EXERCISE TASK
Copy the lines of the listing below, from the line holding "Could you then find the statue's tunic" through the final line of the listing, inclusive. Reproduce only those lines, character for character.

## begin ENTRIES PROVIDED

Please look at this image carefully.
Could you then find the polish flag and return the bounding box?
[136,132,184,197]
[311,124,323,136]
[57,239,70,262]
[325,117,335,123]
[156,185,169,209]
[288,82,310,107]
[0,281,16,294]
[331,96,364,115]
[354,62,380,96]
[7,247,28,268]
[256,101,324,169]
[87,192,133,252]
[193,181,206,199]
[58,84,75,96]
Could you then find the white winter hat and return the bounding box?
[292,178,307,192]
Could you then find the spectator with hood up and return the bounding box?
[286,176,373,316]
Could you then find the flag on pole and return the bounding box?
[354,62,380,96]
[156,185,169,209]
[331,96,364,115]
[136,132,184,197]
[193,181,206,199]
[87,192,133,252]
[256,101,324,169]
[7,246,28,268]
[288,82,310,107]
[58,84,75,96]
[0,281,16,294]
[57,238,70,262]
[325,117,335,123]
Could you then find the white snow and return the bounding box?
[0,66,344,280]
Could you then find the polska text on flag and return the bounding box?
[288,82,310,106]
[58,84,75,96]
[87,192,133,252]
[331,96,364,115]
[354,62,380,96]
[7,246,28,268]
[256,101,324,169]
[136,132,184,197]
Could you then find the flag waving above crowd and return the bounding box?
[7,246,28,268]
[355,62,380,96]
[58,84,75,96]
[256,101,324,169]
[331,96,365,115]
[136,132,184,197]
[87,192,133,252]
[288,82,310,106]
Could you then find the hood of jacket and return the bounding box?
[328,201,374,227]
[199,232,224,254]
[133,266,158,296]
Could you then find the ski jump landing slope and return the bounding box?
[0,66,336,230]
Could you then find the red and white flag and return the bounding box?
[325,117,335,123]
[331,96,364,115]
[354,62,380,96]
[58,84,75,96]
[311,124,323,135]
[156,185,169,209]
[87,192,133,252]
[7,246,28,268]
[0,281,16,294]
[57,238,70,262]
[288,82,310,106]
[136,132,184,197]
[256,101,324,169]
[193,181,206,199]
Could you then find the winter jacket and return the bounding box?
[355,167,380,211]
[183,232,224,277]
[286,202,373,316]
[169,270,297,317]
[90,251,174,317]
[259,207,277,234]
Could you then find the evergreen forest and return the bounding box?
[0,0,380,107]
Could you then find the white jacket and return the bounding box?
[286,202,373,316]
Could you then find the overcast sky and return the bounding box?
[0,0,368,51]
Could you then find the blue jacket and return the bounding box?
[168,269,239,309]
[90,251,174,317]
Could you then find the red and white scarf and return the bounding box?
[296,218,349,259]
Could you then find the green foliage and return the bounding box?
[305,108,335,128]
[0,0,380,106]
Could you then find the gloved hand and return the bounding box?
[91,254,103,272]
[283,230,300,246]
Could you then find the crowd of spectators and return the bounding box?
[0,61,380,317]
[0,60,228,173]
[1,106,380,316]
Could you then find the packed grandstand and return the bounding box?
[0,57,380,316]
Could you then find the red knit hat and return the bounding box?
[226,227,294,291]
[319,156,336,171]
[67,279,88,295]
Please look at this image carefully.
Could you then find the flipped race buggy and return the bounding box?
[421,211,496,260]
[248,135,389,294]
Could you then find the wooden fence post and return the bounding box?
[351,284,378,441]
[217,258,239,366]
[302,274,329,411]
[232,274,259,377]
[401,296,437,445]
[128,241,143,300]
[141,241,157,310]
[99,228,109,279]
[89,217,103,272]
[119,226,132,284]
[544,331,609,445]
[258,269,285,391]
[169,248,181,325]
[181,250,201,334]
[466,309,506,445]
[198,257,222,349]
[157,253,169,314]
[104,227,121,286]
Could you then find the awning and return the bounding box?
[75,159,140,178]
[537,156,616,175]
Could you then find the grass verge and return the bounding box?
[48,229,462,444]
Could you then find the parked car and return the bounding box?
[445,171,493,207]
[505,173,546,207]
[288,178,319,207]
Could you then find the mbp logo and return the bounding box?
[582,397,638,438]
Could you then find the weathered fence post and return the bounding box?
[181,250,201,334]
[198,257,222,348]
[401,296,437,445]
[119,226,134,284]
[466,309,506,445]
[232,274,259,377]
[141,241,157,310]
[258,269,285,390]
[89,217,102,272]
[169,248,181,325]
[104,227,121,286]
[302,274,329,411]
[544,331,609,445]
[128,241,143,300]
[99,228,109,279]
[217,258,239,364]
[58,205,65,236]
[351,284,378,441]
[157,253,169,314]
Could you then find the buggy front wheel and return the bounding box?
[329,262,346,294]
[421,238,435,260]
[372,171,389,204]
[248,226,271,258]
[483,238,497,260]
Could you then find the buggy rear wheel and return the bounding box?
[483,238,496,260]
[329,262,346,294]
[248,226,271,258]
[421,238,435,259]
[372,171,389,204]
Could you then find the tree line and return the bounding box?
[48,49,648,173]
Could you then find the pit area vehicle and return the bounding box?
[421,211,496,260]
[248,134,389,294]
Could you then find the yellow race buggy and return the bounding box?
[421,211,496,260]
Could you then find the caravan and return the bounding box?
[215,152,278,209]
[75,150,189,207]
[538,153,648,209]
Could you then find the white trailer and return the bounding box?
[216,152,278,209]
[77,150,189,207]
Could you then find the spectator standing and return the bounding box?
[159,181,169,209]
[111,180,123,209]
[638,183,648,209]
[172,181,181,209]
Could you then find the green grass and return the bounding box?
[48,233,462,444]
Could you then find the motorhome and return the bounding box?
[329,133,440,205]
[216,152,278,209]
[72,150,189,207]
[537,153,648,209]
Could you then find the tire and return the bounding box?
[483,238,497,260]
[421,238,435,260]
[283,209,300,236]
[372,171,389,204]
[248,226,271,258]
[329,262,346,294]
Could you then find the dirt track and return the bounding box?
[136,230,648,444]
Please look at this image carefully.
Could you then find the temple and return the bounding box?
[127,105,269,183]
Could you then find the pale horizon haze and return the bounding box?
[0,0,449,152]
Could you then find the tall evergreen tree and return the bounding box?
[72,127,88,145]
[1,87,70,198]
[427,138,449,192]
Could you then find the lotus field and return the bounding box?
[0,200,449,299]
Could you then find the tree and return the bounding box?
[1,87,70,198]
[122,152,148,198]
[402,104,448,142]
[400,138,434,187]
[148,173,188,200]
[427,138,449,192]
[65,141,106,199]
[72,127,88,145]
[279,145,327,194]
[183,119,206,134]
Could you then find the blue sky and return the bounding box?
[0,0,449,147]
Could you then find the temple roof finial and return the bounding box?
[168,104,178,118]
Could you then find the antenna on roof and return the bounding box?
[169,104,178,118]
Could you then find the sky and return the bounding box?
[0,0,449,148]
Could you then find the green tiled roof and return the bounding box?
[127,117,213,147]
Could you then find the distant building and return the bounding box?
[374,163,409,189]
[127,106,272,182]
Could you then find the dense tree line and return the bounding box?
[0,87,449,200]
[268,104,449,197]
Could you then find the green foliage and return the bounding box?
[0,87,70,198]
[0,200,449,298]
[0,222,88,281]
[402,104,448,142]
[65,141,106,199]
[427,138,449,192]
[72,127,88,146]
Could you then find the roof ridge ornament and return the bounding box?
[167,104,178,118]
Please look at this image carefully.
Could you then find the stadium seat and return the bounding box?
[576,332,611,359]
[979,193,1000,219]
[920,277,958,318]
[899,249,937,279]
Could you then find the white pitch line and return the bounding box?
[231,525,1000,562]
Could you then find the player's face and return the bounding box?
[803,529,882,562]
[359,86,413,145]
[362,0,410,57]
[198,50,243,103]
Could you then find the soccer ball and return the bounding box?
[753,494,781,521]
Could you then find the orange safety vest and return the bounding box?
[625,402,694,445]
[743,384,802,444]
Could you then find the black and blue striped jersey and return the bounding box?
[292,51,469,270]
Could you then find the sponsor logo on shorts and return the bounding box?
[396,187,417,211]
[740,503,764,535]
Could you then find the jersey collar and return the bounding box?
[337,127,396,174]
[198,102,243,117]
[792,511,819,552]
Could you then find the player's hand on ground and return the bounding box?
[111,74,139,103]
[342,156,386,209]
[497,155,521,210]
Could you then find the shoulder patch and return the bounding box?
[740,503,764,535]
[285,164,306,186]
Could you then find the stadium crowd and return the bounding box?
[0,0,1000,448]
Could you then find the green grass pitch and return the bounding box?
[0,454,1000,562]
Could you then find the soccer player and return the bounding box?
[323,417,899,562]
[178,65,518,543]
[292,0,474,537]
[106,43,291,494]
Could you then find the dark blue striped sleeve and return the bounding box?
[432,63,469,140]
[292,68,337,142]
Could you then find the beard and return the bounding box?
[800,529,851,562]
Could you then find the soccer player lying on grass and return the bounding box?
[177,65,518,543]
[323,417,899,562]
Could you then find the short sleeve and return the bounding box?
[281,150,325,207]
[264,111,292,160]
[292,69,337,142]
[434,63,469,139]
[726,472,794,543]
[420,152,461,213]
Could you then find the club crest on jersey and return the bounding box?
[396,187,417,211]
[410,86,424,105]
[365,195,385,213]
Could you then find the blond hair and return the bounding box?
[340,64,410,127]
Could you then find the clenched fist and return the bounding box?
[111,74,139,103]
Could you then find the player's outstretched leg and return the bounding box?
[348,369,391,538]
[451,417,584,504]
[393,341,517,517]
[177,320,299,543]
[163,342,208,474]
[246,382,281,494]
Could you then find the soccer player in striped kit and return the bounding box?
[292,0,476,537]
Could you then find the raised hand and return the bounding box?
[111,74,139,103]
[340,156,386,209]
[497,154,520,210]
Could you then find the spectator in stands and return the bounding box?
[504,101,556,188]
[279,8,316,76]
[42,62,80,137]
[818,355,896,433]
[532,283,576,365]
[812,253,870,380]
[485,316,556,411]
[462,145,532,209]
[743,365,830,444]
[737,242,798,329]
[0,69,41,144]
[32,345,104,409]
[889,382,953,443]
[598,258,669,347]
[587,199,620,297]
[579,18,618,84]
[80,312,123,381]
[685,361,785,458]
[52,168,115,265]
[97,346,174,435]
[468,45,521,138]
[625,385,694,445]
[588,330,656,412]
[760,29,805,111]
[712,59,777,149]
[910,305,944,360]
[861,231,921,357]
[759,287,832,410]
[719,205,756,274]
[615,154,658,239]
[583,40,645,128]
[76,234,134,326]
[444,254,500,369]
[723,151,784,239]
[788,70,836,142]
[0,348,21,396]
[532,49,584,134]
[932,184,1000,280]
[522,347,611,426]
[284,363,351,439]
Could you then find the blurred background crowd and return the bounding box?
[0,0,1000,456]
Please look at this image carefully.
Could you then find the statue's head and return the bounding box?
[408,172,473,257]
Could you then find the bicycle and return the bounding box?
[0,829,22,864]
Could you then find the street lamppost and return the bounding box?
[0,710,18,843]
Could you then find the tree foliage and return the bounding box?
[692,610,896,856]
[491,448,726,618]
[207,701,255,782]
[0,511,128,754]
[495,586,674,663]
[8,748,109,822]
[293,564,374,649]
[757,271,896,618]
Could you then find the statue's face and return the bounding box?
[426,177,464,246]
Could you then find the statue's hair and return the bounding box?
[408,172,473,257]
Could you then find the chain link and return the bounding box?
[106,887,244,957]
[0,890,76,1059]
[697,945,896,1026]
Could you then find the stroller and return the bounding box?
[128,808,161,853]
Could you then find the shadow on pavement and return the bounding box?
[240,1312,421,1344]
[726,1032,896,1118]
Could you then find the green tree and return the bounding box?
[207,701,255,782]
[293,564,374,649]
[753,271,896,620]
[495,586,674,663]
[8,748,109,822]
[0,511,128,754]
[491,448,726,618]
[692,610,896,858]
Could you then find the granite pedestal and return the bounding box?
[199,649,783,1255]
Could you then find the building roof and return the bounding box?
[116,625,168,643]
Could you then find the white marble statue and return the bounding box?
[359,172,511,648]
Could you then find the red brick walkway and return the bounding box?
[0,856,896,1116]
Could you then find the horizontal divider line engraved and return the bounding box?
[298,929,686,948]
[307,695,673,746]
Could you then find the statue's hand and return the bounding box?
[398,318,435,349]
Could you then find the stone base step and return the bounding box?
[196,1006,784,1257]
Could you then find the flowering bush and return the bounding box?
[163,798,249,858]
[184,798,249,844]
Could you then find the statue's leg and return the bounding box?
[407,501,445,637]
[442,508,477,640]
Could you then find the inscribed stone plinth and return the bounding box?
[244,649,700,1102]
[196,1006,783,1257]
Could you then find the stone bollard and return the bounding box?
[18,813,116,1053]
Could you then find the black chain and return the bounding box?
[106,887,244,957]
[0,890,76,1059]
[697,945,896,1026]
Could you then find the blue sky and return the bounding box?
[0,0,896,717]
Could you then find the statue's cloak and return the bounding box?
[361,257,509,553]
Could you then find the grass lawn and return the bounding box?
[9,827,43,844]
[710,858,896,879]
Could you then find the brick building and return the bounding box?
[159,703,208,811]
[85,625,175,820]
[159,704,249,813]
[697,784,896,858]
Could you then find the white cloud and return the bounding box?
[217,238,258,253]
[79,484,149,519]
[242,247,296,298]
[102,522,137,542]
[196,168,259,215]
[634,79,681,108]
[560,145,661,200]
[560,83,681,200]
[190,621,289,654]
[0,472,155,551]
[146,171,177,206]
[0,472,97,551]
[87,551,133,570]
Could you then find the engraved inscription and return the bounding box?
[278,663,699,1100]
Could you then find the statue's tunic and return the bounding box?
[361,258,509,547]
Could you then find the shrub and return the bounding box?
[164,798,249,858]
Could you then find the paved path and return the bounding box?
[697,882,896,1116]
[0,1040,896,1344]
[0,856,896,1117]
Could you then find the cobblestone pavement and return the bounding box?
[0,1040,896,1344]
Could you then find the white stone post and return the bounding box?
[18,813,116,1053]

## end ENTRIES PROVIDED

SOLUTION FOR THIS EXERCISE
Could you then find the statue's tunic and return the bounding box?
[361,258,509,547]
Could you then find the shrub and return the bounding box?
[164,798,249,858]
Could you then find the paved path and return the bounding box?
[697,882,896,1116]
[0,1040,896,1344]
[0,856,896,1117]
Could you then find the cobblestone pavement and return the bounding box?
[0,1040,896,1344]
Could you then find the white stone post and return the bounding box?
[18,813,116,1053]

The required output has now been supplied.